_EXTRACTO DEL TEXTO:_
-- -- --
Mare of Easttown y la redención
Kate Winslet y Guy Pearce en el final de ‘Mare of Easttown’ (Fuente: HBO España)

Una de las escenas de esta semana ha sido la de Mare Sheehan consolando a su amiga Lori Ross. No hacían falta palabras. Solo la acumulación emocional y dos excelentes actrices, que arrasarán en los Emmy. Incluso a mí, que he sido de los pocos a los que no me apasionó Mare of Easttown, me pareció un cierre emocionante y extrañamente luminoso. Redentor. Porque la apaleada protagonista logra en el último capítulo clausurar su viaje interno, tan repleto de cicatrices, sinsabores y culpas. La RAE define la redención como «poner término a algún vejamen, dolor, penuria u otra adversidad o molestia». Pero también —y aquí la palabra enlaza con la antropología cristiana— incluye la acepción de «rescatar o sacar de esclavitud al cautivo mediante precio», es decir, pagar por los pecados de otro para liberarle.

Quizá siguiendo la inercia del optimismo contracultural de Ted Lasso, he estado dándole vueltas al asunto del happy end de Mare estos días, intentando encontrar la explicación a una aparente perogrullada: ¿por qué nos gusta sufrir con los personajes, pero ansiamos su salvación final? O, expresado de otro modo, ¿disfrutamos contemplando sus penurias porque sabemos que, cuando llegue la línea de meta, remontarán para salir airosos? No es plan de ser exhaustivos, pero hay un buen puñado de series top de los últimos años que se las hacen pasar putas a sus personajes y, sin embargo, acaban lanzándoles el salvavidas para que no se ahoguen.

The Virtues, por ejemplo, con ese estilo tan a flor de piel que caracteriza los barrios obreros de Shane Meadows, ofrece una historia terrible. Dura como pocas. La impresionante actuación de Stephen Graham corretea repleta de matices que expresan todos los grises de la desesperación, la locura, la soledad y el desamparo. Y, sin embargo, The Virtues acaba con la vista firme, puesta en el horizonte. Todo un exorcismo al pasado para poder ganar el presente, que no es poco.

Le pasaba también a la estupenda Happy Valley, una dolorosa historia de crímenes donde el Bien existe, la Justicia jamás abdica y el dolor busca su sanación. Alejada del cinismo existencialista que espesa el noir contemporáneo, la serie de Sally Wainwright apostaba por una postura de resistencia, como atestigua, por ejemplo, la luminosa radiante estampa rural que clausura la segunda temporada. Tras dos temporadas siguiendo a la incansable Catherine Cawood —con sus penalidades, sus horrores profesionales y sus dificultades familiares— la moraleja de la serie parece rescatar la cita de Tolkien: «Hay algún Bien en este mundo y vale la pena luchar por él». Porque merece la pena luchar por su nieto, por la memoria de su hija muerta, por la rehabilitación de su hermana y por la estabilidad social de su comunidad. Ahí yace la redención.
-- -- --
_PROBLEMA PLANTEADO A:_
Indique si cada afirmación concuerda con el extracto sobre Mare of Easttown, respondiendo sí o no y citando literalmente las palabras decisivas: (i) A quien escribe le apasionó Mare of Easttown. (ii) Happy Valley es una serie de Sally Wainwright. (iii) The Virtues termina con la mirada puesta en el horizonte.

_REGISTROS DEL CONJUNTO:_
-- -- --
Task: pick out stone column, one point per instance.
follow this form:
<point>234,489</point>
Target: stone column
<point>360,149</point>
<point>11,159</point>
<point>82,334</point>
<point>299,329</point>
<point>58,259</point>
-- -- --
_PROBLEMA PLANTEADO B:_
Reescriba todas las líneas de los registros sustituyendo "stone column" por "brick column" y deje todo lo demás sin cambios.

_RESULTADO OBTENIDO A:_
(i) No: «he sido de los pocos a los que no me apasionó Mare of Easttown».
(ii) Sí: «la serie de Sally Wainwright».
(iii) Sí: «The Virtues acaba con la vista firme, puesta en el horizonte».

_RESULTADO OBTENIDO B:_
Task: pick out brick column, one point per instance.
follow this form:
<point>234,489</point>
Target: brick column
<point>360,149</point>
<point>11,159</point>
<point>82,334</point>
<point>299,329</point>
<point>58,259</point>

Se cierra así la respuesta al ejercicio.